Document text:
R. Lee: Not necessarily. So we have a lot to do in training and….
F. Wood: Yeah. The other side of this is…. I love the fact that if you throw money at a program, you often get good results. That's a deep truth of nature and life and so on. But the cost for teacher education in an in-service model with distance education and large groups at different venues all learning from the same source is pretty cheap compared to a lot of things. Testing of curriculum — similarly cheap. We get a lot of mileage out of using public domain, copyright-free literature, for example. We don't pay anything for it except the printing cost.
While I hope you will throw money at this — lots of money — I'd say that you should get more for your dollar in this arena than you will in a lot of others.
B. Brooks: The one thing I would also say, John, building on that: because there's so much going on internationally, there's no reason why you should reinvent the wheel. It's actually building and taking what's already there. Many of the gestalts have already been developed. It's about deciding what you want to do and what you want to recommend and then going and building around that. You know, there are people like ourselves…. Countries like ourselves would be delighted to work with B.C. in that notion.
J. Nuraney (Chair): That was one of the reasons why we invited all of you here today, so that we can learn and not reinvent the wheel.

Work order 1: For each statement, say yes or no on whether the transcript supports it, and quote the transcript's deciding words. (a) Wood says public-domain literature costs nothing except printing. (b) Brooks advises B.C. to build its own approach from scratch. (c) The chair says avoiding reinventing the wheel was one reason for inviting the guests.
Work order 2: Sum up the transcript in two sentences.
The records have nothing to do with the transcript.

Excerpted data:
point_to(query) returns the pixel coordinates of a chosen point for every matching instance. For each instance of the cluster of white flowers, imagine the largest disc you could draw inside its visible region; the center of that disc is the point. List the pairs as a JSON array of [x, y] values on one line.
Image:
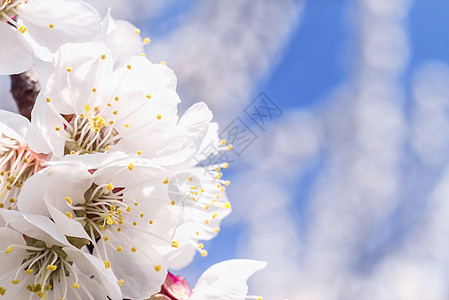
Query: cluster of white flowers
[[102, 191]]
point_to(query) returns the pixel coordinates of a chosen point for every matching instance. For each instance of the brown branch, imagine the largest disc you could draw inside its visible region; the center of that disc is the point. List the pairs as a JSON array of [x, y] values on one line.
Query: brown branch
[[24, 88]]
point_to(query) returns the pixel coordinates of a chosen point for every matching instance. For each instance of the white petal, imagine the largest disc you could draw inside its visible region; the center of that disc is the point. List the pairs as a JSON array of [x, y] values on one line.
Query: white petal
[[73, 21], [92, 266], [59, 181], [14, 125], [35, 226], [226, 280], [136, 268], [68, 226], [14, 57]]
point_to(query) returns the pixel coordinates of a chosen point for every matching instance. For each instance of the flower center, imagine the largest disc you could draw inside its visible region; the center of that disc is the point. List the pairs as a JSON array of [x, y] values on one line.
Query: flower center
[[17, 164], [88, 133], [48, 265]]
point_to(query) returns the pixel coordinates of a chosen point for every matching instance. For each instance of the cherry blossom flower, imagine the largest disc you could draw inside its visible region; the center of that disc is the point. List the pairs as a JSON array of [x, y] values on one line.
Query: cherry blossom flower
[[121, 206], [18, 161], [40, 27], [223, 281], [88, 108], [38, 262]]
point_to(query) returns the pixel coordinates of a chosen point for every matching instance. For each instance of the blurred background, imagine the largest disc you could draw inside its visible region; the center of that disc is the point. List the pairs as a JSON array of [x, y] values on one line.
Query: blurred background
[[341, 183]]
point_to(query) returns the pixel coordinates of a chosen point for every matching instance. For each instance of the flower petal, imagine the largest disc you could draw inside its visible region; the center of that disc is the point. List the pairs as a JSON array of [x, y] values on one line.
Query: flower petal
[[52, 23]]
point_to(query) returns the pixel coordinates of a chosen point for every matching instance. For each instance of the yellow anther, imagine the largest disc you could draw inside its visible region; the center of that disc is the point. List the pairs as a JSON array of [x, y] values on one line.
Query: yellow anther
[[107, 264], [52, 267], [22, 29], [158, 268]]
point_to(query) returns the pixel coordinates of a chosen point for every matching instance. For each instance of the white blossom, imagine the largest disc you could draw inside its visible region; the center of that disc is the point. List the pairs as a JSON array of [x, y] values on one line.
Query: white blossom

Written answer 1:
(a) Yes: "We don't pay anything for it except the printing cost."
(b) No: "there's no reason why you should reinvent the wheel."
(c) Yes: "That was one of the reasons why we invited all of you here today, so that we can learn and not reinvent the wheel."

Written answer 2: Wood argues that in-service teacher education and curriculum testing are cheap, partly because public-domain literature costs only the printing, so money spent there should go further than in many other areas. Brooks adds that so much has already been developed internationally that B.C. need not reinvent the wheel, and that countries like Brooks's own would be glad to work with B.C., which the chair says was one reason for inviting them.